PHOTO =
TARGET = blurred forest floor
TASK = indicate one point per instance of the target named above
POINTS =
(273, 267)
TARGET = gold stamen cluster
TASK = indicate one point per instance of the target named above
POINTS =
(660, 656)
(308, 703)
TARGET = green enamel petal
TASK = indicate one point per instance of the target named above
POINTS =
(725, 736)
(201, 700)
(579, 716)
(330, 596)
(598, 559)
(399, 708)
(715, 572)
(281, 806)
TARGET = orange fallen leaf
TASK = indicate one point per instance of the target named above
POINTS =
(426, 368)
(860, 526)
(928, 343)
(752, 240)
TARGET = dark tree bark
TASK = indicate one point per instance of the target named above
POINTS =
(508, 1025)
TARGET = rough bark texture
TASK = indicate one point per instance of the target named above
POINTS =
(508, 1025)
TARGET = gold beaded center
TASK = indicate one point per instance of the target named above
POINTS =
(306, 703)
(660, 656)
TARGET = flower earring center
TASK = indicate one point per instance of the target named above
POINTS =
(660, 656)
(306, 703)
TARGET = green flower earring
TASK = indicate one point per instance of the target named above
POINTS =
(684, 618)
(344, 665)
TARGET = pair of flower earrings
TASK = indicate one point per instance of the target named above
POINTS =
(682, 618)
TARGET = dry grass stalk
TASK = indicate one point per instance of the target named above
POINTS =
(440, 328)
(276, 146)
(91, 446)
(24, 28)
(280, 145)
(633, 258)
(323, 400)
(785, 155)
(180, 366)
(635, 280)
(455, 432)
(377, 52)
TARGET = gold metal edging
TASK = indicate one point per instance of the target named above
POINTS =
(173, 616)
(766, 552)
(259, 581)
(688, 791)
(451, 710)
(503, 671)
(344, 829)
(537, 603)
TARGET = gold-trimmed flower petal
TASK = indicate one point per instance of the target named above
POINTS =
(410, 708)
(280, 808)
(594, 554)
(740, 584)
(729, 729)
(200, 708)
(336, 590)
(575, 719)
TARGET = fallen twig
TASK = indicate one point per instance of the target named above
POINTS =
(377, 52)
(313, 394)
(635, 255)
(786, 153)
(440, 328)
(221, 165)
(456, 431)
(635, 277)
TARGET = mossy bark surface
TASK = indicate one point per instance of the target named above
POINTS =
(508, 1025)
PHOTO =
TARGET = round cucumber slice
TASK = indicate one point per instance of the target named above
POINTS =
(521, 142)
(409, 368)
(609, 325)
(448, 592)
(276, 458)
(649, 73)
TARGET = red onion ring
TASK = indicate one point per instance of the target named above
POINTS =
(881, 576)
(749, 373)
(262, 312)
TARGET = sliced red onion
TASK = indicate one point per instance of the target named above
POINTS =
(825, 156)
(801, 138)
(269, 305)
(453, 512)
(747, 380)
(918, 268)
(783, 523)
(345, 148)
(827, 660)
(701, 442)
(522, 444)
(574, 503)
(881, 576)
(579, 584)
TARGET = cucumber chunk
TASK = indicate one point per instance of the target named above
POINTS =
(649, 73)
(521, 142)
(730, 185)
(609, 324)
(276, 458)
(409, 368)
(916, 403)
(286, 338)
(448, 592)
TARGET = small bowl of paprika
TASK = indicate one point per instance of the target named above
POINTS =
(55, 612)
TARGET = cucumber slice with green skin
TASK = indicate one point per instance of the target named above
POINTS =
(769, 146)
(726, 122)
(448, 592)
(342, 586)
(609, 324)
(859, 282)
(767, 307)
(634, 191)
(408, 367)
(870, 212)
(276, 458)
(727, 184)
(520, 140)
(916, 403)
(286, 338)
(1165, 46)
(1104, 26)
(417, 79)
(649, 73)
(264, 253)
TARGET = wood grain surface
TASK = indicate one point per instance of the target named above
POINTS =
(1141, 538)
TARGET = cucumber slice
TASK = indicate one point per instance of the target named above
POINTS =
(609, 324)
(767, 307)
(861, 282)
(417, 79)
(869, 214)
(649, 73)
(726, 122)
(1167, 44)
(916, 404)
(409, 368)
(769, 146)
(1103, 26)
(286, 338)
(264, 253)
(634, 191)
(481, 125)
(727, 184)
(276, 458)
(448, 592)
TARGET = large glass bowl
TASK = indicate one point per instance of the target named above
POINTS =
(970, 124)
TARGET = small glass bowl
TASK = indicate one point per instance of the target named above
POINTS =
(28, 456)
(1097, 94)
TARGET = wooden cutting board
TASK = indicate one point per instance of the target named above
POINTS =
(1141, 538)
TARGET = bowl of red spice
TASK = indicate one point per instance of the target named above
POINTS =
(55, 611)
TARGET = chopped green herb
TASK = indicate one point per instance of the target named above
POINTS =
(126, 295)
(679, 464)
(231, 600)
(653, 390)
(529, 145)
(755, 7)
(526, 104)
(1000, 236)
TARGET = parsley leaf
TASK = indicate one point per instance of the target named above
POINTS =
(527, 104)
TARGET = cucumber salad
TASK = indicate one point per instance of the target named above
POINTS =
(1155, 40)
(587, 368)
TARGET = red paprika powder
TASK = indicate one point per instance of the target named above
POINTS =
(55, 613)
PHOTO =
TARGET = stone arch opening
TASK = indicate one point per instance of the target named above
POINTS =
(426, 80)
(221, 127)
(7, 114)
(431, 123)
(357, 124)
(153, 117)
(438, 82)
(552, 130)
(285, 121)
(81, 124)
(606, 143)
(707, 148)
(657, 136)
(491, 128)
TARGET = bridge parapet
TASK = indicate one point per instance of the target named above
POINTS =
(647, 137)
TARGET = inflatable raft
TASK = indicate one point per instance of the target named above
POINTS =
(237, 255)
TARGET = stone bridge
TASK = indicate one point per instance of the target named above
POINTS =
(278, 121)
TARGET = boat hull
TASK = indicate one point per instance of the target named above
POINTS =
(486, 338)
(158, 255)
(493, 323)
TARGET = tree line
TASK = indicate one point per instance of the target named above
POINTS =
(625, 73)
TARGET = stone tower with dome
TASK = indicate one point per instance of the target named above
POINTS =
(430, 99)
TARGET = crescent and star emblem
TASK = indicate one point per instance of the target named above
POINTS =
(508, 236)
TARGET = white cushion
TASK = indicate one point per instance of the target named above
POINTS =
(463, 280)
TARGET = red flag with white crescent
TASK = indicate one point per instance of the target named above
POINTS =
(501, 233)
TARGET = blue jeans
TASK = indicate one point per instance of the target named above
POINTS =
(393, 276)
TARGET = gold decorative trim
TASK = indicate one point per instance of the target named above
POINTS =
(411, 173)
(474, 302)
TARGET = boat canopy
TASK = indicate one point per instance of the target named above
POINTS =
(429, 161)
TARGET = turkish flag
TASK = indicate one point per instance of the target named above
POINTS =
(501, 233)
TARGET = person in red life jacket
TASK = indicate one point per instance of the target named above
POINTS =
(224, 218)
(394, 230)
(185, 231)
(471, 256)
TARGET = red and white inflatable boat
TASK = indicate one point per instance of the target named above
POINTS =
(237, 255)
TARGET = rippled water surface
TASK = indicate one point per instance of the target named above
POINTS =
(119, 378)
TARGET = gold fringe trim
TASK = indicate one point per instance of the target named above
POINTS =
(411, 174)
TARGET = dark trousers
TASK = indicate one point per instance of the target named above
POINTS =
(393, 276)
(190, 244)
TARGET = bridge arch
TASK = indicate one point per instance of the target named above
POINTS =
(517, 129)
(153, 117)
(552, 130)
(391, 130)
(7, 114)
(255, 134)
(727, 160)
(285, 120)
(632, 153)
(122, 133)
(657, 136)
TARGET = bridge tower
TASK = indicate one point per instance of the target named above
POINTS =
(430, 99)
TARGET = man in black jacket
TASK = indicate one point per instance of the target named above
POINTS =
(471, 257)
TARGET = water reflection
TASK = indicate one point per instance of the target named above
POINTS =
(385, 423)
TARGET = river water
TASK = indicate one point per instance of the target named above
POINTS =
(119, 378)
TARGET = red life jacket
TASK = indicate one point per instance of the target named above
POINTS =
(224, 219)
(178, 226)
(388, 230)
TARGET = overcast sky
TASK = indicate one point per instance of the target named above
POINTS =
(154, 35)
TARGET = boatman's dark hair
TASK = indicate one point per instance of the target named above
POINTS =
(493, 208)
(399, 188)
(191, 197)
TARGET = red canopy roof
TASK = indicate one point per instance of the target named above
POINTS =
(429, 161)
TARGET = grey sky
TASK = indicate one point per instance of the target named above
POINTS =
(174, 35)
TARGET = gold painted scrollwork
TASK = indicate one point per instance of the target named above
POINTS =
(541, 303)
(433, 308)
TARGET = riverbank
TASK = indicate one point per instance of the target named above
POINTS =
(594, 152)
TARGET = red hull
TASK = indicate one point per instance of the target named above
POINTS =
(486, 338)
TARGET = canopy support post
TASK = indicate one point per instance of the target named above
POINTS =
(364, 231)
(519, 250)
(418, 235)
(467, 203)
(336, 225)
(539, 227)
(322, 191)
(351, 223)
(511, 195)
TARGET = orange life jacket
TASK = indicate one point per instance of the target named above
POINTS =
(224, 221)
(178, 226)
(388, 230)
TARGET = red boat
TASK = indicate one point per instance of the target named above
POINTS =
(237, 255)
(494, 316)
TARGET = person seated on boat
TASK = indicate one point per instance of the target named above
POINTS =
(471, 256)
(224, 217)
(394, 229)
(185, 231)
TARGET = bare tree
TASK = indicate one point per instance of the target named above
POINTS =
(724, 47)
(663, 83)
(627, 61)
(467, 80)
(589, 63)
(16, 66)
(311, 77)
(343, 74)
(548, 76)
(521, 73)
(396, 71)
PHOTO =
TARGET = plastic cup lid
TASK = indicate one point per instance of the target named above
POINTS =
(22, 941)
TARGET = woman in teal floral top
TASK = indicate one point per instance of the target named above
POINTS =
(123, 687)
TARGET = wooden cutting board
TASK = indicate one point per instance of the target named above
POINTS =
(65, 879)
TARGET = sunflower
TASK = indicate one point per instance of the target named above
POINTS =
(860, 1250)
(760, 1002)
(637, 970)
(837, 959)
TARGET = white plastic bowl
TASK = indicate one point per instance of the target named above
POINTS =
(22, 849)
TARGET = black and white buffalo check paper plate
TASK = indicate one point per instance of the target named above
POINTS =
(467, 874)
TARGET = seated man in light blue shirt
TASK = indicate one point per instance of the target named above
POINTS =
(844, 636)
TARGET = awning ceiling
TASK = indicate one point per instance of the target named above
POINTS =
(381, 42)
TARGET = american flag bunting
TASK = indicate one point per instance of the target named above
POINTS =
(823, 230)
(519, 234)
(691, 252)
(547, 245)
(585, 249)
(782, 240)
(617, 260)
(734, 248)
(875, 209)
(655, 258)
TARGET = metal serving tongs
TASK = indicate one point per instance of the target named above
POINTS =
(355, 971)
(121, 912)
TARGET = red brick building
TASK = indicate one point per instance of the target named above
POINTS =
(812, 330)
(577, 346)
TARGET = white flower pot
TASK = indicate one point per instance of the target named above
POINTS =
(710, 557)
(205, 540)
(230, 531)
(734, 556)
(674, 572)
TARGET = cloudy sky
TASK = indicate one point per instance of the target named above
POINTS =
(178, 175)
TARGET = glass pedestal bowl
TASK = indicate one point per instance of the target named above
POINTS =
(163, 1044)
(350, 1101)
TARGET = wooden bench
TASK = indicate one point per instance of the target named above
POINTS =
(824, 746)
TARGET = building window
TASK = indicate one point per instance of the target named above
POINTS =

•••••

Starting with the line containing "TARGET = glass pedestal bowl" and going on through the last line, arrange those lines as a Markdown table with columns Row and Line, leaving out any blank lines.

> **Solution to this problem**
| Row | Line |
|---|---|
| 1 | TARGET = glass pedestal bowl |
| 2 | TASK = indicate one point per instance of the target named above |
| 3 | POINTS = |
| 4 | (163, 1044) |
| 5 | (350, 1101) |
| 6 | TARGET = wooden bench |
| 7 | TASK = indicate one point per instance of the target named above |
| 8 | POINTS = |
| 9 | (824, 746) |
| 10 | TARGET = building window |
| 11 | TASK = indicate one point per instance of the target named above |
| 12 | POINTS = |